• **Written request**
Could you reproduce the stretch of the pipeline schema from "# Schema to" through "the next step.", word for word?

# Schema to model pipelines in the Bloomsbury XML CMS.
#
# A pipeline consists of at least one step, to be executed
# by the processor sequentially, in document order.
#
# In the case of a transform step, the output of one step
# is passed to the following step.
#
# Note that attribute failOnError is NOT specified for the 
# transform step, since a failed transformation will result
# in non-well-formed output (if at all) that cannot be 
# passed on to the next step.
#
# The input into a pipeline is expected to be a single
# document. The output of the final (non-validation) step
# is one or more documents.
#
# The output location is implementation-defined.
#
# Author: Andrew Sales <andrew.sales@bloomsbury.com>
# Date: 20190924
# Version: 0.2
# Comments: 
# 20211206 [AS] added xml:base to steps, re CMS-306
# 20210325 [AS] adjusted types of metadata, re JIRA CMS-260
# 20210115 [AS] added XQuery step, re JIRA CMS-192
# 20190924 [AS] added type attribute re JIRA CMS-34


default namespace = "http://cms.bloomsbury.com/pipeline"

start =
  element pipeline {
    attribute id { xsd:ID },
    attribute name { xsd:NCName },
    attribute type { string 'ingest' | string 'export' }?,
    step+
  }

step = transform | validate | xquery

label = attribute label{text}
xml-base = attribute xml:base{xsd:anyURI}

transform = element transform {
      attribute href { xsd:anyURI },
      label?,
      xml-base?
    }

validate = element validate {
      attribute failOnError { xsd:boolean }?,   #whether to abort if validation errors occur
      attribute href { xsd:anyURI },
      label?,
      xml-base?
    }
    
xquery = element xquery {
      attribute href {xsd:anyURI},
      label?,
      xml-base?,
      requires*
    }
    
#specifies which metadata sources are required by containing XQuery    
requires = element requires {
      attribute metadataType { metadata-types }
    }

#types of source metadata
metadata-types = 
    string 'onix' |  #ONIX feeds
    string 'organisation' |  #organisation metadata
    string 'person' |   #person metadata
    string 'publisher' |   #publisher metadata
    string 'series'   #series metadata

• **Listing**
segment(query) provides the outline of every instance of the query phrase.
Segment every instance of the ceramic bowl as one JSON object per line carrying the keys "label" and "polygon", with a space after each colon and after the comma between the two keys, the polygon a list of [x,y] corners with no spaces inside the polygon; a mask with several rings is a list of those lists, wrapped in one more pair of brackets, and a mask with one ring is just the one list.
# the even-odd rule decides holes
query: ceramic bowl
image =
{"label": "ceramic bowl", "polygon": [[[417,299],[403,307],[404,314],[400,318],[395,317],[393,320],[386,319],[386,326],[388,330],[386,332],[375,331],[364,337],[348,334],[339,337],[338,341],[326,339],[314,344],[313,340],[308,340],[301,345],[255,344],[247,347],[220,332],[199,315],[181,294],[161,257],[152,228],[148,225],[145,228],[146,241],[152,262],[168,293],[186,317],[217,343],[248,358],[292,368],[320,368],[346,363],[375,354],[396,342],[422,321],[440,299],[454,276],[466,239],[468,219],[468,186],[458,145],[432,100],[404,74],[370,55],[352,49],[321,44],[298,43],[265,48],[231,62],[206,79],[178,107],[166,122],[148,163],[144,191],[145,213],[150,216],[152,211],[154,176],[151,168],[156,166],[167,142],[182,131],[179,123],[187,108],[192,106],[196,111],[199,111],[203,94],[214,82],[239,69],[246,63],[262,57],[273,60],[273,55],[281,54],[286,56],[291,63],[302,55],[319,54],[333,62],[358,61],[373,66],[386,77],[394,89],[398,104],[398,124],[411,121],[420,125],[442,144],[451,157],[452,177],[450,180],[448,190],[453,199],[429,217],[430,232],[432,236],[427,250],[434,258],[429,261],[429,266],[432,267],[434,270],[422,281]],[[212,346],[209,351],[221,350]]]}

• **The response**
# Schema to model pipelines in the Bloomsbury XML CMS.
#
# A pipeline consists of at least one step, to be executed
# by the processor sequentially, in document order.
#
# In the case of a transform step, the output of one step
# is passed to the following step.
#
# Note that attribute failOnError is NOT specified for the 
# transform step, since a failed transformation will result
# in non-well-formed output (if at all) that cannot be 
# passed on to the next step.